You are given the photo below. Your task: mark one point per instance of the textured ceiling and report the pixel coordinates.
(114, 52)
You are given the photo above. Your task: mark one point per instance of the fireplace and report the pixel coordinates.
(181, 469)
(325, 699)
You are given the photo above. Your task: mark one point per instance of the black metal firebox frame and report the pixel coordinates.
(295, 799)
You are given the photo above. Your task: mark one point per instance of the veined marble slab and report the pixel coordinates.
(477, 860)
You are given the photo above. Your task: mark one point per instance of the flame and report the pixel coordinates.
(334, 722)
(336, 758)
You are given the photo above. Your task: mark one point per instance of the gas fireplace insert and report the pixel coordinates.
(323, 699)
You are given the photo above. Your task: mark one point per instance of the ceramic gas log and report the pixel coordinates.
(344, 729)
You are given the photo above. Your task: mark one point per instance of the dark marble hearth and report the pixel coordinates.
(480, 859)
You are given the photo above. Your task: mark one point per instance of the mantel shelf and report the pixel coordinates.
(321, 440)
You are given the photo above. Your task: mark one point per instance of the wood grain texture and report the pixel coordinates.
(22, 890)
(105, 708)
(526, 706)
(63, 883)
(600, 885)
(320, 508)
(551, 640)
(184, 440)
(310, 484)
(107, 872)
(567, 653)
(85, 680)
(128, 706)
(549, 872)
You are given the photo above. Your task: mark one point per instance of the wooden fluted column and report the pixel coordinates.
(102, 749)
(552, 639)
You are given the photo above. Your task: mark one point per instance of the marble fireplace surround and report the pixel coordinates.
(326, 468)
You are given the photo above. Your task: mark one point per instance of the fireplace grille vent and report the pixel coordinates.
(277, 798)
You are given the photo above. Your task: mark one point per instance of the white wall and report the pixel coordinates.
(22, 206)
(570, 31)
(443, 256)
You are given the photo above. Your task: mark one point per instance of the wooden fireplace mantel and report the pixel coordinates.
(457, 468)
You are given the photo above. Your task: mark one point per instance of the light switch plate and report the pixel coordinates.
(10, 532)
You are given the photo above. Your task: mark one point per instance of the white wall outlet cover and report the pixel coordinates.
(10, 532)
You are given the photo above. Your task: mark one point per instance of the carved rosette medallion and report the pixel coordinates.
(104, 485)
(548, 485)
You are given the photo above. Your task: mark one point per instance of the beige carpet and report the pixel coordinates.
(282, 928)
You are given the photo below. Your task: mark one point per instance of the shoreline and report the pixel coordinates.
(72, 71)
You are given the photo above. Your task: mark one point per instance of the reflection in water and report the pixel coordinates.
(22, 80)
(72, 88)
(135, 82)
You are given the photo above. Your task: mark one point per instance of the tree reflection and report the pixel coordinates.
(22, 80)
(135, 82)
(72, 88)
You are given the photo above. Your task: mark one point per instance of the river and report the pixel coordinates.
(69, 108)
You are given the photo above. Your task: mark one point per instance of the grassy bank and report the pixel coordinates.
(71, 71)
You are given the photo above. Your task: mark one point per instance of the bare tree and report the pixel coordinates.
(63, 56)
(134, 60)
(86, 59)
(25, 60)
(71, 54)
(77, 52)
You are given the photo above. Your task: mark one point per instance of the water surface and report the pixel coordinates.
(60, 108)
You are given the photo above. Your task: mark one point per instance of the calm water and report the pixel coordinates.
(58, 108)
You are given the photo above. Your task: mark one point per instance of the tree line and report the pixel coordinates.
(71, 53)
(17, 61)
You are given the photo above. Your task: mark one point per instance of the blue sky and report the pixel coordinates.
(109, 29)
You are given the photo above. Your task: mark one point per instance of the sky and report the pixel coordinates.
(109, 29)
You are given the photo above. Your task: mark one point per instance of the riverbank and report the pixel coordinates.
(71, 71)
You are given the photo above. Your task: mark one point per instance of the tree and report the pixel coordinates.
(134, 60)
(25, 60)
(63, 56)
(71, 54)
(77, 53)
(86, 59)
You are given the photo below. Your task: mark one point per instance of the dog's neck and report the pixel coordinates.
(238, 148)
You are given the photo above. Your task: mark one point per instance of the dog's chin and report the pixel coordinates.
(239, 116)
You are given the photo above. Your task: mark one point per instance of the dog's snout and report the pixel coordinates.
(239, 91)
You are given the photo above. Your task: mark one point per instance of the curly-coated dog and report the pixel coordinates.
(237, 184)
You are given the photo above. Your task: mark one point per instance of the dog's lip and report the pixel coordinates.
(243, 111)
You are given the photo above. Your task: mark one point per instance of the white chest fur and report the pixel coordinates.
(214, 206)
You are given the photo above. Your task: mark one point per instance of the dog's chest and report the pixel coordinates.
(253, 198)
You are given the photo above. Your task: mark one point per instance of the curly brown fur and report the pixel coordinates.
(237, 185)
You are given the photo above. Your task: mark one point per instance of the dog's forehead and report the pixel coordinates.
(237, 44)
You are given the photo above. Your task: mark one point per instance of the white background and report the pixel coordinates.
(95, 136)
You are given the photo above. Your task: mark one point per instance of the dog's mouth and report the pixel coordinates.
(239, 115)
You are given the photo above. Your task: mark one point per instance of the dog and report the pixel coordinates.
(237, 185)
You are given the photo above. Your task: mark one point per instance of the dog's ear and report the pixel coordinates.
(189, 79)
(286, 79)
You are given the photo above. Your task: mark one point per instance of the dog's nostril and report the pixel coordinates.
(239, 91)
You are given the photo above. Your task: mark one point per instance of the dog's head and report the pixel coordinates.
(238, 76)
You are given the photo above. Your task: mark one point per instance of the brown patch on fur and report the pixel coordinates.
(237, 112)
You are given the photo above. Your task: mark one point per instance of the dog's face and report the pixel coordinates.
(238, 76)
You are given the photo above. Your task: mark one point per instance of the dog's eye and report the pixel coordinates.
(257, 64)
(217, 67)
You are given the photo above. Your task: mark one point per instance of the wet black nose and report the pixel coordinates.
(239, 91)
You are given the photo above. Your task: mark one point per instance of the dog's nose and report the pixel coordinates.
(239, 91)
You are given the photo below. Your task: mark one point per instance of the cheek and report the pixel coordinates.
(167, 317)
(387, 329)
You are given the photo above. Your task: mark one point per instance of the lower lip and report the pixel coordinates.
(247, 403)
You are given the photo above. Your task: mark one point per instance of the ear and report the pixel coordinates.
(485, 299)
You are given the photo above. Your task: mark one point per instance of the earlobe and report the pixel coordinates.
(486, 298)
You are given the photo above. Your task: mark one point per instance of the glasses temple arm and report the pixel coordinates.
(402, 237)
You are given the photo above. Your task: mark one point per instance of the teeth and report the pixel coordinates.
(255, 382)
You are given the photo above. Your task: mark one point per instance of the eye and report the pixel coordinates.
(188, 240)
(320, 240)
++++++
▶ [What is required]: Can you recast every line of the records above as a Markdown table with two columns, "Row" for the row number and "Line" for the line itself, leaving out blank lines?

▶ [Written answer]:
| Row | Line |
|---|---|
| 1 | You are given the photo below. Your task: mark one point per instance of the textured ceiling and report the pixel coordinates. |
| 2 | (114, 52) |
| 3 | You are given the photo above. Your task: mark one point per instance of the fireplace and report the pixel coordinates. |
| 4 | (181, 469) |
| 5 | (325, 699) |
| 6 | You are given the photo above. Your task: mark one point per instance of the black metal firebox frame and report the pixel coordinates. |
| 7 | (295, 799) |
| 8 | You are given the photo above. Your task: mark one point per instance of the veined marble slab and report the pixel coordinates. |
| 9 | (477, 860) |
| 10 | You are given the photo above. Your task: mark one point per instance of the flame and report the pixel coordinates. |
| 11 | (334, 722) |
| 12 | (336, 758) |
| 13 | You are given the photo above. Your task: mark one point per instance of the gas fireplace insert and report the pixel coordinates. |
| 14 | (323, 699) |
| 15 | You are given the photo above. Your task: mark one point per instance of the ceramic gas log and report the pixel coordinates. |
| 16 | (344, 729) |
| 17 | You are given the photo above. Your task: mark one point per instance of the dark marble hearth and report the pixel coordinates. |
| 18 | (480, 859) |
| 19 | You are given the photo above. Your task: mark one point per instance of the mantel shelf and report the pixel coordinates. |
| 20 | (321, 440) |
| 21 | You are given the photo above. Your task: mark one point per instance of the wood grain texture and report the pixel coordinates. |
| 22 | (22, 890) |
| 23 | (105, 708) |
| 24 | (526, 706) |
| 25 | (63, 883) |
| 26 | (600, 885) |
| 27 | (320, 508) |
| 28 | (551, 640) |
| 29 | (184, 440) |
| 30 | (310, 484) |
| 31 | (107, 872) |
| 32 | (567, 653) |
| 33 | (85, 680) |
| 34 | (128, 706) |
| 35 | (549, 872) |
| 36 | You are given the photo above. Your task: mark one point per instance of the wooden fluted column and report the pixel coordinates. |
| 37 | (102, 749) |
| 38 | (552, 639) |
| 39 | You are given the photo above. Your task: mark one point per instance of the marble fireplace surround and report the pixel coordinates. |
| 40 | (326, 468) |
| 41 | You are given the photo above. Your task: mark one point per instance of the fireplace grille vent and report the pixel coordinates. |
| 42 | (277, 798) |
| 43 | You are given the photo above. Your task: mark one point per instance of the white wall and report the pixel coordinates. |
| 44 | (22, 206) |
| 45 | (570, 31) |
| 46 | (443, 256) |
| 47 | You are given the photo above. Your task: mark one point per instance of the wooden fireplace mantel and report the pixel coordinates. |
| 48 | (457, 468) |
| 49 | You are given the photo above. Your task: mark one point per instance of the light switch plate and report the pixel coordinates. |
| 50 | (10, 532) |
| 51 | You are given the photo above. Your task: mark one point per instance of the white wall outlet cover and report the pixel coordinates. |
| 52 | (10, 532) |
| 53 | You are given the photo above. Your task: mark one point per instance of the carved rosette medallion and report the pixel coordinates. |
| 54 | (104, 485) |
| 55 | (548, 485) |
| 56 | You are given the photo above. Your task: mark one point per instance of the beige carpet and report the pixel coordinates. |
| 57 | (282, 928) |
| 58 | You are given the photo below. Your task: mark one point per instance of the shoreline and report the pixel coordinates. |
| 59 | (72, 71) |
| 60 | You are given the photo above. Your task: mark one point per instance of the reflection in water and report the pixel coordinates. |
| 61 | (22, 80) |
| 62 | (72, 88) |
| 63 | (135, 82) |
| 64 | You are given the photo above. Your task: mark one point per instance of the tree reflection and report the pixel coordinates. |
| 65 | (22, 80) |
| 66 | (135, 82) |
| 67 | (72, 88) |
| 68 | You are given the photo above. Your task: mark one point per instance of the river and report the pixel coordinates. |
| 69 | (69, 108) |
| 70 | You are given the photo above. Your task: mark one point per instance of the grassy bank and report the pixel coordinates. |
| 71 | (71, 71) |
| 72 | You are given the photo above. Your task: mark one point per instance of the bare tree and report the pixel coordinates. |
| 73 | (63, 56) |
| 74 | (134, 60) |
| 75 | (86, 59) |
| 76 | (25, 60) |
| 77 | (71, 54) |
| 78 | (77, 52) |
| 79 | You are given the photo above. Your task: mark one point per instance of the water surface and report the pixel coordinates. |
| 80 | (60, 108) |
| 81 | You are given the photo above. Your task: mark one point per instance of the calm water and report the pixel coordinates. |
| 82 | (58, 108) |
| 83 | You are given the photo above. Your task: mark one point per instance of the tree line and report the pixel coordinates. |
| 84 | (71, 53) |
| 85 | (17, 61) |
| 86 | You are given the photo above. Your task: mark one point per instance of the blue sky and report the pixel coordinates. |
| 87 | (109, 29) |
| 88 | You are given the photo above. Your task: mark one point per instance of the sky and report the pixel coordinates. |
| 89 | (109, 29) |
| 90 | You are given the photo above. Your task: mark one point per instance of the riverbank and report the pixel coordinates. |
| 91 | (71, 71) |
| 92 | You are given the photo above. Your task: mark one point per instance of the tree and report the pixel coordinates. |
| 93 | (134, 60) |
| 94 | (25, 60) |
| 95 | (63, 56) |
| 96 | (71, 54) |
| 97 | (77, 53) |
| 98 | (86, 59) |
| 99 | You are given the photo below. Your task: mark one point per instance of the dog's neck and report the pixel coordinates. |
| 100 | (238, 148) |
| 101 | You are given the photo above. Your task: mark one point per instance of the dog's chin and report the pixel coordinates. |
| 102 | (239, 116) |
| 103 | You are given the photo above. Your task: mark one point per instance of the dog's snout and report the pixel coordinates. |
| 104 | (239, 91) |
| 105 | You are given the photo above. Your task: mark one point per instance of the curly-coated dog and report the pixel coordinates. |
| 106 | (237, 184) |
| 107 | You are given the photo above. Your task: mark one point per instance of the dog's lip and report the pixel coordinates. |
| 108 | (243, 111) |
| 109 | You are given the photo above. Your task: mark one point per instance of the white chest fur and report the pixel coordinates. |
| 110 | (214, 206) |
| 111 | You are given the photo above. Your task: mark one point per instance of the dog's chest and report the pixel coordinates. |
| 112 | (253, 198) |
| 113 | You are given the photo above. Your task: mark one point per instance of the curly brown fur and report the pixel coordinates. |
| 114 | (237, 185) |
| 115 | You are given the photo above. Your task: mark one point per instance of the dog's forehead and report the pixel coordinates. |
| 116 | (237, 44) |
| 117 | You are given the photo above. Your task: mark one point per instance of the white background and report the pixel coordinates. |
| 118 | (95, 136) |
| 119 | You are given the photo above. Your task: mark one point per instance of the dog's mouth and report the pixel coordinates. |
| 120 | (239, 115) |
| 121 | You are given the photo above. Your task: mark one point per instance of the dog and report the pixel coordinates. |
| 122 | (237, 185) |
| 123 | You are given the photo above. Your task: mark one point per instance of the dog's ear and report the pixel coordinates. |
| 124 | (189, 79) |
| 125 | (286, 79) |
| 126 | You are given the photo above. Your task: mark one point per instance of the dog's nostril and report the pixel coordinates. |
| 127 | (239, 91) |
| 128 | You are given the photo above. Your task: mark one point per instance of the dog's head and report the pixel coordinates. |
| 129 | (238, 76) |
| 130 | You are given the photo above. Your task: mark one point per instance of the brown patch on fur and report the pixel coordinates. |
| 131 | (237, 112) |
| 132 | You are given the photo above. Your task: mark one point per instance of the dog's face and report the pixel coordinates. |
| 133 | (238, 76) |
| 134 | You are given the photo above. Your task: mark one point per instance of the dog's eye and report the pixel coordinates. |
| 135 | (257, 64) |
| 136 | (217, 67) |
| 137 | You are given the photo above. Your task: mark one point per instance of the wet black nose and report the pixel coordinates. |
| 138 | (239, 91) |
| 139 | You are given the photo above. Your task: mark one point per instance of the dog's nose and report the pixel coordinates. |
| 140 | (239, 91) |
| 141 | You are given the photo below. Your task: mark one point per instance of the cheek and report the pixel coordinates. |
| 142 | (167, 317) |
| 143 | (387, 329) |
| 144 | You are given the photo above. Your task: mark one point per instance of the lower lip and report the pixel coordinates. |
| 145 | (247, 403) |
| 146 | You are given the photo above. Your task: mark one point per instance of the ear and report the pixel coordinates. |
| 147 | (485, 299) |
| 148 | You are given the photo above. Your task: mark one point per instance of the earlobe and report the pixel coordinates. |
| 149 | (486, 298) |
| 150 | You are given the photo above. Your task: mark one point per instance of the glasses temple arm and report the pixel coordinates. |
| 151 | (402, 237) |
| 152 | You are given the photo above. Your task: mark one point per instance of the teeth and report the pixel coordinates. |
| 153 | (255, 382) |
| 154 | You are given the photo above. Your task: mark one point per instance of the eye and report the pixel coordinates. |
| 155 | (188, 240) |
| 156 | (320, 240) |